(PROBLEM DESCRIPTION) Identify each line below that contains the string "white", matching case exactly, and copy every such line.

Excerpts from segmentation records
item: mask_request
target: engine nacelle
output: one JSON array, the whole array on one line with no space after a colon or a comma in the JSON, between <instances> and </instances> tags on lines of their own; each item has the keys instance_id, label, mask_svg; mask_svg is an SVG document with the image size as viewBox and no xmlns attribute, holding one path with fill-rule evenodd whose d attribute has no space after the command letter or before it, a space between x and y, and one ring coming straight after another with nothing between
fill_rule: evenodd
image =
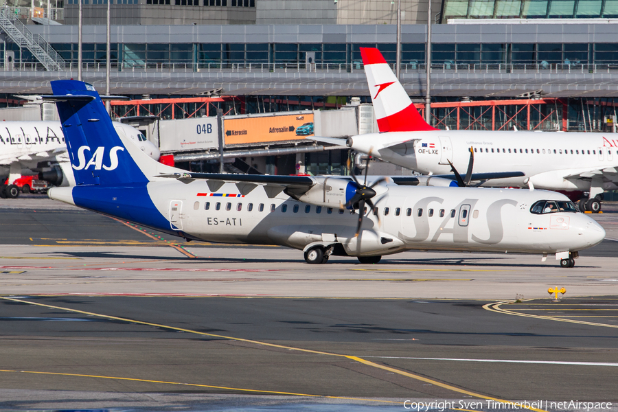
<instances>
[{"instance_id":1,"label":"engine nacelle","mask_svg":"<svg viewBox=\"0 0 618 412\"><path fill-rule=\"evenodd\" d=\"M358 186L354 182L336 177L316 176L316 184L308 190L294 187L287 187L284 192L290 197L304 203L343 209L352 199Z\"/></svg>"},{"instance_id":2,"label":"engine nacelle","mask_svg":"<svg viewBox=\"0 0 618 412\"><path fill-rule=\"evenodd\" d=\"M439 187L457 187L457 182L445 179L444 177L438 177L437 176L415 176L418 179L417 186L437 186Z\"/></svg>"},{"instance_id":3,"label":"engine nacelle","mask_svg":"<svg viewBox=\"0 0 618 412\"><path fill-rule=\"evenodd\" d=\"M392 234L373 230L361 230L358 236L341 244L350 256L377 256L395 253L404 249L404 242Z\"/></svg>"}]
</instances>

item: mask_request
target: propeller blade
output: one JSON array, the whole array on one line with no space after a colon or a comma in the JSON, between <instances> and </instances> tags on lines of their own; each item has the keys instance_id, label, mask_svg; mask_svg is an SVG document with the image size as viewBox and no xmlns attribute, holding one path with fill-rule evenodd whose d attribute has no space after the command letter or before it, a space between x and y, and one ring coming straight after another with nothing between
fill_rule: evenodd
<instances>
[{"instance_id":1,"label":"propeller blade","mask_svg":"<svg viewBox=\"0 0 618 412\"><path fill-rule=\"evenodd\" d=\"M380 214L378 211L378 207L374 205L374 203L371 201L371 199L367 199L367 204L369 207L371 208L371 212L376 216L378 216L378 226L380 226L382 223L382 220L380 218Z\"/></svg>"},{"instance_id":2,"label":"propeller blade","mask_svg":"<svg viewBox=\"0 0 618 412\"><path fill-rule=\"evenodd\" d=\"M365 216L365 214L363 212L365 209L365 201L360 200L358 203L358 225L356 227L356 234L354 235L354 238L357 238L358 236L358 233L360 233L360 227L363 225L363 218ZM358 249L360 249L360 244L358 244Z\"/></svg>"},{"instance_id":3,"label":"propeller blade","mask_svg":"<svg viewBox=\"0 0 618 412\"><path fill-rule=\"evenodd\" d=\"M464 183L464 179L461 179L461 175L459 174L459 172L457 172L457 170L455 169L454 165L453 165L453 163L451 163L451 161L448 159L446 159L446 161L448 161L448 164L450 165L450 170L453 173L455 173L455 179L457 181L457 186L459 186L459 187L465 187L466 185Z\"/></svg>"},{"instance_id":4,"label":"propeller blade","mask_svg":"<svg viewBox=\"0 0 618 412\"><path fill-rule=\"evenodd\" d=\"M468 170L466 172L466 177L464 178L464 185L468 187L470 186L470 181L472 179L472 168L474 165L474 151L472 146L470 148L470 161L468 162Z\"/></svg>"},{"instance_id":5,"label":"propeller blade","mask_svg":"<svg viewBox=\"0 0 618 412\"><path fill-rule=\"evenodd\" d=\"M354 170L352 168L352 159L350 159L350 157L347 157L347 162L346 163L347 165L347 170L351 172L350 176L352 176L352 179L354 181L354 183L356 183L358 186L360 186L360 183L358 183L358 181L356 180L356 176L354 176Z\"/></svg>"},{"instance_id":6,"label":"propeller blade","mask_svg":"<svg viewBox=\"0 0 618 412\"><path fill-rule=\"evenodd\" d=\"M367 174L369 173L369 159L370 157L371 156L367 158L367 164L365 165L365 183L363 183L363 186L367 186Z\"/></svg>"}]
</instances>

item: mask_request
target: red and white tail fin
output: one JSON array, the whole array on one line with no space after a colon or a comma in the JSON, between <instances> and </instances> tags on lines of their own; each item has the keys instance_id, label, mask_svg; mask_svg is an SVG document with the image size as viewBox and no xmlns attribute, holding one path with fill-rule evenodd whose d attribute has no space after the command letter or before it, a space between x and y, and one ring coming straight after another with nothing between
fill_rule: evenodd
<instances>
[{"instance_id":1,"label":"red and white tail fin","mask_svg":"<svg viewBox=\"0 0 618 412\"><path fill-rule=\"evenodd\" d=\"M437 130L419 114L378 49L360 47L360 56L380 132Z\"/></svg>"}]
</instances>

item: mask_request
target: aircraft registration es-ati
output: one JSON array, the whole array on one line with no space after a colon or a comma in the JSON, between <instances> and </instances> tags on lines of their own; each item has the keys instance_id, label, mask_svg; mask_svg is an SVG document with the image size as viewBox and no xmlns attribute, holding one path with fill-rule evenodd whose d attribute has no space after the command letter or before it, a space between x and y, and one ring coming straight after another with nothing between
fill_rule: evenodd
<instances>
[{"instance_id":1,"label":"aircraft registration es-ati","mask_svg":"<svg viewBox=\"0 0 618 412\"><path fill-rule=\"evenodd\" d=\"M472 146L475 172L523 172L483 185L563 191L582 211L598 212L603 192L618 189L618 141L610 133L438 130L419 115L380 52L361 47L360 52L380 133L350 137L351 148L421 173L444 174L451 171L449 162L466 164Z\"/></svg>"},{"instance_id":2,"label":"aircraft registration es-ati","mask_svg":"<svg viewBox=\"0 0 618 412\"><path fill-rule=\"evenodd\" d=\"M377 263L423 249L555 254L571 267L578 251L605 238L551 192L187 172L119 136L90 84L52 87L45 98L57 101L76 185L49 196L187 240L282 245L304 251L308 263L331 255Z\"/></svg>"}]
</instances>

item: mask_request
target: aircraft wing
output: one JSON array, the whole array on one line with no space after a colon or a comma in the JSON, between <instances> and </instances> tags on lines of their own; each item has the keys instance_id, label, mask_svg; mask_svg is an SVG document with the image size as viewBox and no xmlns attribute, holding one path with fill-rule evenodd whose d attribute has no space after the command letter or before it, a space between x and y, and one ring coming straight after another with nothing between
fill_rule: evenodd
<instances>
[{"instance_id":1,"label":"aircraft wing","mask_svg":"<svg viewBox=\"0 0 618 412\"><path fill-rule=\"evenodd\" d=\"M320 141L321 143L328 143L328 144L333 144L336 146L341 146L344 148L347 148L347 146L345 144L345 139L339 139L337 137L323 137L321 136L307 136L305 137L308 140L313 140L315 141Z\"/></svg>"},{"instance_id":2,"label":"aircraft wing","mask_svg":"<svg viewBox=\"0 0 618 412\"><path fill-rule=\"evenodd\" d=\"M611 181L618 181L618 166L616 168L604 168L603 169L591 169L573 173L564 176L564 179L591 179L594 177L603 177Z\"/></svg>"}]
</instances>

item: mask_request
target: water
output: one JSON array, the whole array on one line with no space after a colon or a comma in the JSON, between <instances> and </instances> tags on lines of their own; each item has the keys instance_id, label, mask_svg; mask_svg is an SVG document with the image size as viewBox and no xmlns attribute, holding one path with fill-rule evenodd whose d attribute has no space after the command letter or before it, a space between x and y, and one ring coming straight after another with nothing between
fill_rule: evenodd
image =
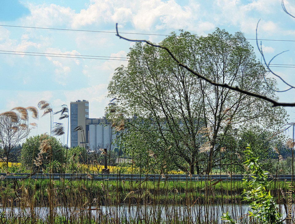
<instances>
[{"instance_id":1,"label":"water","mask_svg":"<svg viewBox=\"0 0 295 224\"><path fill-rule=\"evenodd\" d=\"M292 205L292 217L295 205ZM286 217L285 209L283 205L281 207L283 219ZM247 205L227 204L204 206L195 205L187 206L184 205L172 206L167 205L120 206L100 206L99 208L92 207L91 210L73 207L57 207L53 209L56 216L66 217L70 217L78 218L83 216L89 215L91 213L92 218L97 219L109 218L119 218L126 219L139 220L145 219L152 221L160 219L165 222L171 220L179 220L188 219L192 222L217 221L221 223L221 217L223 214L228 211L229 214L234 220L246 221L249 219L248 213L249 206ZM4 212L6 216L27 217L33 212L40 218L45 220L49 213L48 207L38 207L31 211L30 208L22 210L19 208L0 208L0 212ZM9 217L7 217L9 218Z\"/></svg>"}]
</instances>

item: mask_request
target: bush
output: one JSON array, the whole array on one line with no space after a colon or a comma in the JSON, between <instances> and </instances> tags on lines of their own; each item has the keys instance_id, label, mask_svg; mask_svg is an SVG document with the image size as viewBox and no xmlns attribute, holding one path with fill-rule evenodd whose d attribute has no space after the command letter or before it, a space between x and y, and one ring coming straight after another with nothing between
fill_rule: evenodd
<instances>
[{"instance_id":1,"label":"bush","mask_svg":"<svg viewBox=\"0 0 295 224\"><path fill-rule=\"evenodd\" d=\"M27 168L30 168L32 166L34 168L36 167L33 161L38 157L38 154L40 152L40 145L42 141L47 139L49 140L48 142L51 149L50 151L42 154L44 159L43 165L48 164L49 162L49 156L51 152L52 153L52 161L56 160L61 163L64 162L63 155L65 149L60 142L55 137L41 135L28 138L23 144L20 161L23 165ZM44 167L43 165L41 167Z\"/></svg>"}]
</instances>

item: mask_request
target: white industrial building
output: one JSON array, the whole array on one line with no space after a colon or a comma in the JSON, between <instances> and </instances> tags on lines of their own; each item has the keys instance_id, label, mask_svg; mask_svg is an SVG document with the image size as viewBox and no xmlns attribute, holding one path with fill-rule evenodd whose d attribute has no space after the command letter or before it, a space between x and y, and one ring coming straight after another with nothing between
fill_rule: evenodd
<instances>
[{"instance_id":1,"label":"white industrial building","mask_svg":"<svg viewBox=\"0 0 295 224\"><path fill-rule=\"evenodd\" d=\"M113 149L116 147L112 144L119 132L114 131L112 124L103 118L88 118L86 119L87 138L89 148L95 150L101 148Z\"/></svg>"}]
</instances>

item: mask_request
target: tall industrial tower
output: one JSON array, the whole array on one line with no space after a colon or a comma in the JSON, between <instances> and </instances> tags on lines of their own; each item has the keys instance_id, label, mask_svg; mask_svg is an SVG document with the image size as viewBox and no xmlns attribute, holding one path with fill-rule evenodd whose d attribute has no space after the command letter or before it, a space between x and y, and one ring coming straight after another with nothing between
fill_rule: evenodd
<instances>
[{"instance_id":1,"label":"tall industrial tower","mask_svg":"<svg viewBox=\"0 0 295 224\"><path fill-rule=\"evenodd\" d=\"M86 134L86 119L89 118L89 102L83 100L72 101L70 104L70 114L71 121L71 147L77 146L85 147L88 143L88 137ZM74 129L78 126L83 128L85 135L86 142L84 142L83 133L80 131L74 132ZM88 136L87 136L88 137Z\"/></svg>"}]
</instances>

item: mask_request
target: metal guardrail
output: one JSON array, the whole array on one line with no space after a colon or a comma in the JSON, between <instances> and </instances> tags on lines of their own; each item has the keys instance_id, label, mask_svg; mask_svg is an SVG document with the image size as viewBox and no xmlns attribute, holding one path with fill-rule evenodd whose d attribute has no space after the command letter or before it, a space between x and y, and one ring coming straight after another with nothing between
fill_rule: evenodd
<instances>
[{"instance_id":1,"label":"metal guardrail","mask_svg":"<svg viewBox=\"0 0 295 224\"><path fill-rule=\"evenodd\" d=\"M30 178L34 179L53 179L59 180L64 179L75 180L90 179L98 181L123 180L136 181L148 180L151 181L195 181L201 180L223 181L241 181L244 179L252 179L251 175L194 175L190 176L185 174L171 174L163 175L159 174L59 174L59 173L16 173L7 175L0 173L0 181L8 179L22 179ZM269 180L275 180L280 181L291 181L292 175L270 175ZM295 175L293 176L295 180Z\"/></svg>"}]
</instances>

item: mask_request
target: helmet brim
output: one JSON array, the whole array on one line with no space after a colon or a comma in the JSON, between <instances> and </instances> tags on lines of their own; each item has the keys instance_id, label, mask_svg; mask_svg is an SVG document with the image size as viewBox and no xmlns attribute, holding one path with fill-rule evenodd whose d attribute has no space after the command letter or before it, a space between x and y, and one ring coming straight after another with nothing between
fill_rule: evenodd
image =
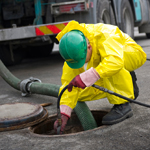
<instances>
[{"instance_id":1,"label":"helmet brim","mask_svg":"<svg viewBox=\"0 0 150 150\"><path fill-rule=\"evenodd\" d=\"M66 61L66 63L72 69L79 69L79 68L83 67L83 65L85 64L85 61L86 61L86 57L81 59L79 62L72 63L72 62Z\"/></svg>"}]
</instances>

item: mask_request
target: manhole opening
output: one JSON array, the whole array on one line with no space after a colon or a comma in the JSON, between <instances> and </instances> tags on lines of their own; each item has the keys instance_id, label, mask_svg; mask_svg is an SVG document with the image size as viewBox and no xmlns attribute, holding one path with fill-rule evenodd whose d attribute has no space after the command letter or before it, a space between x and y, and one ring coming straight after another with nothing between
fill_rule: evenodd
<instances>
[{"instance_id":1,"label":"manhole opening","mask_svg":"<svg viewBox=\"0 0 150 150\"><path fill-rule=\"evenodd\" d=\"M102 118L108 112L106 111L91 111L95 121L97 122L98 127L102 126ZM41 135L56 135L54 131L54 122L57 119L57 115L49 116L44 122L39 123L30 127L31 132ZM77 117L77 115L73 112L71 118L69 119L67 126L65 128L64 134L71 134L82 132L83 127Z\"/></svg>"}]
</instances>

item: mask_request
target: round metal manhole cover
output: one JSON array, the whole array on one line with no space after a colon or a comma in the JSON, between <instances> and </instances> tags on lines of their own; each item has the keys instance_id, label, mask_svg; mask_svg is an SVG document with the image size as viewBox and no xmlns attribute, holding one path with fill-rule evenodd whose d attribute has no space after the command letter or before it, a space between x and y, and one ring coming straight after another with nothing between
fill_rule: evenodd
<instances>
[{"instance_id":1,"label":"round metal manhole cover","mask_svg":"<svg viewBox=\"0 0 150 150\"><path fill-rule=\"evenodd\" d=\"M0 131L26 128L48 117L46 109L33 103L3 104L0 110Z\"/></svg>"}]
</instances>

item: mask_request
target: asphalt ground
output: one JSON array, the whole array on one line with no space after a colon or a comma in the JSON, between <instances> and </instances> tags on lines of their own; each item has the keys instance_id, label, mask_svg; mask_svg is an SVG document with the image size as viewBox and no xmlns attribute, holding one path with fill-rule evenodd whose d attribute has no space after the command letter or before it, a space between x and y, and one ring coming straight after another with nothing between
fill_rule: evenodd
<instances>
[{"instance_id":1,"label":"asphalt ground","mask_svg":"<svg viewBox=\"0 0 150 150\"><path fill-rule=\"evenodd\" d=\"M136 31L135 31L136 32ZM150 40L144 34L135 38L150 59ZM57 52L48 58L25 60L8 69L19 79L36 77L43 83L61 84L63 59ZM150 61L136 71L140 89L137 101L150 105ZM21 92L10 87L0 77L0 104L32 102L36 104L51 102L46 107L49 115L56 114L57 98L32 94L22 97ZM107 99L87 102L91 110L110 110ZM66 134L62 136L42 136L30 132L29 128L0 132L0 150L149 150L150 149L150 108L131 104L133 117L115 125L103 126L94 130Z\"/></svg>"}]
</instances>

(REPLY TO THE TASK)
target: red and white tail fin
[{"instance_id":1,"label":"red and white tail fin","mask_svg":"<svg viewBox=\"0 0 618 412\"><path fill-rule=\"evenodd\" d=\"M437 130L419 114L378 49L360 47L360 56L380 132Z\"/></svg>"}]
target: white industrial building
[{"instance_id":1,"label":"white industrial building","mask_svg":"<svg viewBox=\"0 0 295 224\"><path fill-rule=\"evenodd\" d=\"M113 149L116 147L112 144L119 132L114 131L112 124L103 118L88 118L86 119L87 138L89 148L95 150L101 148Z\"/></svg>"}]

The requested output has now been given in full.